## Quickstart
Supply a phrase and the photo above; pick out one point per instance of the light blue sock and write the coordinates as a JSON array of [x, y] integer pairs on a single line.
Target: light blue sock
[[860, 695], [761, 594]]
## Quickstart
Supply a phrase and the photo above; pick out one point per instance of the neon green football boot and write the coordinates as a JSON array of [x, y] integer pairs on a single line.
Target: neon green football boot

### TASK OBJECTIVE
Can you output every line of the records above as a numbered list, leaving out blank lines?

### ANSWER TO THIS PROBLEM
1. ## Quickstart
2. Supply a phrase and the photo above; pick out one point per instance of the light blue sock and write the coordinates as a JSON array of [x, y] integer pairs on a single line.
3. Target: light blue sock
4. [[860, 695], [761, 594]]
5. ## Quickstart
6. Supply a phrase and the photo above; pick out one point per instance of the neon green football boot and write the coordinates as a JSON array of [x, y] integer pairs on a single line.
7. Target: neon green football boot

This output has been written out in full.